Cost and Cost-Effectiveness of Students for Nutrition and eXercise (SNaX).

Auteur(s) :
Bogart LM., Cowgill BO., Klein DJ., Uyeda K., Binkle DG., Schuster MA., Ladapo JA., Stevens ER.
Date :
Sep, 2015
Source(s) :
Academic pediatrics. #: p
Adresse :
Department of Medicine, New York University School of Medicine, New York, NY; Department of Population Health, New York University School of Medicine, New York, NY. Electronic address: joseph.ladapo@nyumc.org

Sommaire de l'article

OBJECTIVE
To examine the cost and cost-effectiveness of implementing Students for Nutrition and eXercise (SNaX), a 5-week middle school-based obesity-prevention intervention combining school-wide environmental changes, multimedia, encouragement to eat healthy school cafeteria foods, and peer-led education.

METHODS
Five intervention and 5 control middle schools (mean enrollment, 1520 students) from the Los Angeles Unified School District participated in a randomized controlled trial of SNaX. Acquisition costs for materials and time and wage data for employees involved in implementing the program were used to estimate fixed and variable costs. Cost-effectiveness was determined using the ratio of variable costs to program efficacy outcomes.

Provided information.
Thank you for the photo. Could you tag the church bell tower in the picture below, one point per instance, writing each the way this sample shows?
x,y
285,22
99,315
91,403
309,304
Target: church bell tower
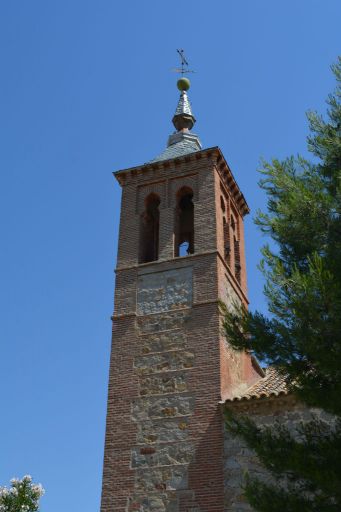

Task list.
1 – List the components that the SNaX cost study abstract says the intervention combined.
2 – Write the next part of the SNaX cost study abstract, continuing after its last sentence.
The listing is separate material and has no connection to the SNaX cost study.

Numbered responses.
1 –
- School-wide environmental changes
- Multimedia
- Encouragement to eat healthy school cafeteria foods
- Peer-led education

2 –
RESULTS
The costs of implementing the program over 5 weeks were $5433.26 per school in fixed costs and $2.11 per student in variable costs, equaling a total cost of $8637.17 per school, or $0.23 per student per day. This investment yielded significant increases in the proportion of students served fruit and lunch and a significant decrease in the proportion of students buying snacks. The cost-effectiveness of the program, per student over 5 weeks, was $1.20 per additional fruit served during meals, $8.43 per additional full-priced lunch served, $2.11 per additional reduced-price/free lunch served, and $1.69 per reduction in snacks sold.

CONCLUSIONS
SNaX demonstrated the feasibility and cost-effectiveness of a middle school-based obesity-prevention intervention combining school-wide environmental changes, multimedia, encouragement to eat healthy school cafeteria foods, and peer-led education. Its cost is modest and unlikely to be a significant barrier to adoption for many schools considering its implementation.